■ **Request**:
Continue the account of the first Union attack on Fort Fisher below, starting right after its last sentence.

■ **Source passage**:
Porter had not banked all his hopes on the bombship and at about 11:30 AM the next day, the Union fleet moved in to pound Fort Fisher. Butler arrived in advance of his troop convoy that evening, and Porter told him that the heavy bombardment had silenced the defenses; all the army had to do was land and mop up. At 10:30 AM on Christmas Day, Porter's warships resumed their bombardment. At 1:30 PM, 2,000 troops under Major General Godfrey Weitzel landed north of Fort Fisher and cautiously moved against the fort. Weitzel had a good Army man's suspicion of the Navy and didn't believe Porter's glib claims that the Confederates were all but beaten.
In fact, although the Federals had thrown over 10,000 rounds at the fort the day before, little damage had been done, a tribute to the solidity of its construction. Two guns had been knocked off their mounts and 23 Confederates had been killed or wounded. Weitzel also learned from rebel pickets captured by his men that Confederate General Robert Hoke had just arrived in Wilmington by train with 6,000 reinforcements. On being informed of this development, Butler ordered the attack abandoned. At 6:00 PM, the landing force pulled out. Butler then ordered the fleet to return to Hampton Roads, only informing Porter at the last minute.
The operation had been something of an incompetence contest between Porter and Butler, but Butler seemed to have taken the most points, all the more so because in his haste to go back to port he had left 700 soldiers stranded on the beach. Porter had to evacuate them under fire on 26 and 27 December.

■ **Data provided**:
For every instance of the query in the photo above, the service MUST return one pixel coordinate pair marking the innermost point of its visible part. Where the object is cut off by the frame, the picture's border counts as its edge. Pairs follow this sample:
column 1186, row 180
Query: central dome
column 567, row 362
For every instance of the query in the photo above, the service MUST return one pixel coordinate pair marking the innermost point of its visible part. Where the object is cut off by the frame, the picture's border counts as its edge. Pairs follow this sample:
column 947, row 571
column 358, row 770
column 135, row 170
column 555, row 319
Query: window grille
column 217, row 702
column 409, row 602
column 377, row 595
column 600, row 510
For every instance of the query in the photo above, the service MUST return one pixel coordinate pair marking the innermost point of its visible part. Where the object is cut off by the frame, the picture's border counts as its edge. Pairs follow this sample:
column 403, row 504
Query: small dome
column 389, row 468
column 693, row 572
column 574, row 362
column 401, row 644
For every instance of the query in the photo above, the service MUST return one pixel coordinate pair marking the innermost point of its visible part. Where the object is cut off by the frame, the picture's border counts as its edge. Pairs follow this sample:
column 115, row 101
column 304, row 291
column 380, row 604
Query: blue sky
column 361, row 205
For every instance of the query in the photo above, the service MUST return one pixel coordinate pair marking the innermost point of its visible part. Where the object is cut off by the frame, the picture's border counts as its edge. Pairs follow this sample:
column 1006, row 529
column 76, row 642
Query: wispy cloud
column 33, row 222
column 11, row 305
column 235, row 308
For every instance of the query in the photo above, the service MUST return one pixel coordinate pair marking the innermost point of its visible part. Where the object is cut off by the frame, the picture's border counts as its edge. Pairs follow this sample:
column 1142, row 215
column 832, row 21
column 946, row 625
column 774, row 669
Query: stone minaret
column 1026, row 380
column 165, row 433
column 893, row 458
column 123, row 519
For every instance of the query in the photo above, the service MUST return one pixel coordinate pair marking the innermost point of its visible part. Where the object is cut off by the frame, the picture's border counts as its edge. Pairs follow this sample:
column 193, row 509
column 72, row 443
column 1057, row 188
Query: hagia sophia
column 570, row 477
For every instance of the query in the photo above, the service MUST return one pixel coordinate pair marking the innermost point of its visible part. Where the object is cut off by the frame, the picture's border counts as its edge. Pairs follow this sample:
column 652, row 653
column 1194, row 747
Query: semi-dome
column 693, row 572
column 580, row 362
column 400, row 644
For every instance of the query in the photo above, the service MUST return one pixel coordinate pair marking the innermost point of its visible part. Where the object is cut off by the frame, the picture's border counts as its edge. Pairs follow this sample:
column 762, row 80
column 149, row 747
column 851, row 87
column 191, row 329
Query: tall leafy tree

■ **Output for this task**:
* Porter didn't withdraw completely, instead sending his fleet in relays back to Beaufort for refit and resupply. The Confederates weren't fooled. The Yankee attack had been a failure, and the commander of Fort Fisher, 29-year-old Colonel William Lamb, crowed about sending the "foiled and frightened enemy" packing in reports to his superiors.
Porter complained to his own superiors about Butler: the attack had been so timid that only 16 men were lost. Grant didn't need a lot of excuses to sack Ben Butler, and the Lincoln Administration, with elections over and no strong reason to be soft on Butler any longer, was responsive to Grant's request that Butler be given the axe. Butler got the order on 8 January 1865, and left immediately for Washington to protest. General Ord took his place.
Any campaign that got Ben Butler out of uniform did have something to say for it, and Porter by no means felt he was licked. Sherman's forces would need Wilmington as a supply base when they moved up the coast, making the capture of Fort Fisher even more important.